- EXERCISE BRIEF
Write the listing out again in full. Every character must match.

- SUPPLIED MATERIAL

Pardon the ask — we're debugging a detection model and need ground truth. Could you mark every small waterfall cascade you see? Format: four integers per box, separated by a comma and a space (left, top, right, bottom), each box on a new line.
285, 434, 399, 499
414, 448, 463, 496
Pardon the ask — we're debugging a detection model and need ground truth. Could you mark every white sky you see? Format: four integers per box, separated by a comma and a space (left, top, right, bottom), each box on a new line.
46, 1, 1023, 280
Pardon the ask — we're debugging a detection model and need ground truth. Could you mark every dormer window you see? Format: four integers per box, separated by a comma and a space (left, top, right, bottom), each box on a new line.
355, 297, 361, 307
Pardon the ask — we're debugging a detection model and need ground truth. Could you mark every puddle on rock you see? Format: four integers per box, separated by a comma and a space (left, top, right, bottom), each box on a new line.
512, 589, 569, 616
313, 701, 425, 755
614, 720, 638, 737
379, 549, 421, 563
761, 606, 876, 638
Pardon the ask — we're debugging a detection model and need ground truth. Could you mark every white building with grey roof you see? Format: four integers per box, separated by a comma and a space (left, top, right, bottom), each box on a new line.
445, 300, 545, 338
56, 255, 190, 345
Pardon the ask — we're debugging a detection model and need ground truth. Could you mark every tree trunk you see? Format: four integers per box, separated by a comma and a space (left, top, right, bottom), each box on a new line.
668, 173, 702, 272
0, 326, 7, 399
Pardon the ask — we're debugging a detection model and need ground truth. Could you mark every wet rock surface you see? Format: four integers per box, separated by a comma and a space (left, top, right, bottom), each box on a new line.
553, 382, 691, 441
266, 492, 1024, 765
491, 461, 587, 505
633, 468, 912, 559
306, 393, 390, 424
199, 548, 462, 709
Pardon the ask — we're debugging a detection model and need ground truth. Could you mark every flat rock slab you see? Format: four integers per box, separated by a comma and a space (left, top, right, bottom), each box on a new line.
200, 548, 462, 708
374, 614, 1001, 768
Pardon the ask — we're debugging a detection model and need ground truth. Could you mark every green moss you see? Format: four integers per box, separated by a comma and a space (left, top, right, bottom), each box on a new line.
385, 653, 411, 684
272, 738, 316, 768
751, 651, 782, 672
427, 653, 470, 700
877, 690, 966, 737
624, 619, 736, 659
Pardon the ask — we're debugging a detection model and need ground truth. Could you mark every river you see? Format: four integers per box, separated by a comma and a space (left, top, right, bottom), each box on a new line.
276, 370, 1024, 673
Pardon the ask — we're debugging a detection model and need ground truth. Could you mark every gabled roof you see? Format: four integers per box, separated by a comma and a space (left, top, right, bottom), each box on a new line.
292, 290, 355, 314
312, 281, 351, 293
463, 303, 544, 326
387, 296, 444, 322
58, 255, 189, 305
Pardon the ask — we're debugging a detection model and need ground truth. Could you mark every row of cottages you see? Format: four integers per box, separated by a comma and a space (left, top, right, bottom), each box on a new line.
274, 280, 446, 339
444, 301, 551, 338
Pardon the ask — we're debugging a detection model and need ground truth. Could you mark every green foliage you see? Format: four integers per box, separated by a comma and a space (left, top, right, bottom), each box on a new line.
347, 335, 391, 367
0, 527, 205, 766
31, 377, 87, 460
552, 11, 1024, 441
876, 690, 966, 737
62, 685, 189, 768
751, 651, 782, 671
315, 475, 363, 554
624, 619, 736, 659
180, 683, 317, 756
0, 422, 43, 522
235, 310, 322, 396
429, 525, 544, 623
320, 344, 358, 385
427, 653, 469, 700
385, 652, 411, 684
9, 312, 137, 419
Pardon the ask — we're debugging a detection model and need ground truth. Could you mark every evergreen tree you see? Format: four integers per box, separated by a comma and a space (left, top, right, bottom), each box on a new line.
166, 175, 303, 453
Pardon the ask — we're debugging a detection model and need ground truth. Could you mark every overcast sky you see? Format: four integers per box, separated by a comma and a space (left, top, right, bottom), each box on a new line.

- REPLY
Pardon the ask — we're debugging a detection model and need ground truth. Could you mark every small waterfall cascade you see? Format: four integers per box, separated by a comma and a space (left, top, right, bottom), each box on a new line.
285, 434, 399, 499
414, 448, 463, 496
Pardon the ask — we're debugging a detection model and need ground truth. Could you mark every white sky you see? Format: four integers per box, separated by a comma and a space (left, top, right, bottom), each box on a new line.
46, 1, 1023, 280
Pardon the ask — we're debugging a detection model and need ground truth. Could you mark every dormer window you see? Format: four integers per box, separated by a comma and a space (left, top, right, bottom), each box on a new line.
355, 297, 361, 307
Pardon the ask — we're debugging a detection model and need ground truth. Could you mark every puddle on rock you see? Format: four integers per box, separated by a comma and a space (left, top, right, bottom), each box on a new line.
512, 589, 569, 616
313, 701, 425, 755
614, 720, 638, 737
379, 549, 421, 563
761, 606, 876, 638
Pardon the ask — we're debugging a detection model and need ground truth. Could you mark every white building with grey roof you see? Format: four integers per box, separated by a comma and a space (left, top, right, bottom), each box on a new line.
445, 300, 545, 338
56, 255, 190, 345
Pardon the ask — we're debugging a detection model and need ground truth. Could you mark every tree trunk you see? Format: four integers per box, separated by a comma and a space (left, top, right, bottom), each box on a new line.
668, 173, 702, 272
0, 326, 7, 399
Pardon the ask — we're debugging a detection model and need ground truth. Could you mark every wet rock surface you see? Format: four integers per box, separated by a comma and a space (left, top, right, bottom), each box on a new line.
553, 382, 691, 441
266, 492, 1024, 765
491, 461, 587, 505
633, 468, 912, 559
306, 393, 390, 424
199, 548, 462, 709
Pardon the ask — we're debugging a detection model and need ground truth. Could you mark every flat rock slab you see? Format: four integers per box, separated by a comma and a space (left, top, right, bottom), each box on a new line.
200, 548, 462, 708
374, 614, 1001, 768
Pardon the ask — we're debugging a detection model and need ground truth. Could you mark every green moss you see? Format: four integers per box, separated by a comma and a space (left, top, right, bottom), each box on a new line.
385, 653, 411, 684
272, 738, 316, 768
751, 651, 782, 672
427, 653, 470, 700
877, 690, 966, 737
624, 619, 736, 659
Pardon the ask — we're debugging a detection model and need ground truth. Could you mark every river you see? Format: four integers per box, separated by a comma and a space (left, top, right, bottom), each box on a new line.
276, 370, 1024, 673
Pardon the ask — we're debugging a detection model and need ground truth. Could you mark every gabled roof you see? Format: four integers per box, separated by a comma and a space (left, top, right, bottom), each box on a new line.
292, 290, 355, 314
312, 281, 351, 293
463, 303, 544, 326
387, 296, 444, 322
58, 255, 189, 305
Pardon the ask — we're debugging a detection model and need ground truth. Could you mark every row of cottages you see? Format: four integers per box, separated by a comma and a space (left, top, right, bottom), each box on a new line.
274, 280, 446, 339
444, 301, 551, 338
Pardon the ask — we're debugging a detection model and need ground truth. Could you mark every green foliage you see? Format: four integers per box, separated by a comma and a space (left, top, right, bottom), each box on a new line.
347, 335, 391, 367
0, 527, 205, 766
31, 377, 87, 460
552, 11, 1024, 441
876, 690, 966, 737
62, 685, 189, 768
751, 651, 782, 671
315, 475, 363, 554
624, 619, 736, 659
180, 683, 317, 756
0, 422, 43, 522
235, 310, 322, 396
429, 525, 544, 623
320, 344, 358, 385
427, 653, 469, 700
385, 652, 411, 684
9, 312, 137, 419
Pardon the ask — we're debugging a detection model and need ground truth. Could you mark every evergreen tree you see? Format: four integers per box, separated by a comma and a space (left, top, right, bottom), each box on a new line.
166, 175, 303, 453
Pardon the ask — we're debugging a detection model and need ground truth. Could you mark every overcast sky you see? Format: four integers per box, separated by a comma and a space (left, top, right, bottom), each box on a new line.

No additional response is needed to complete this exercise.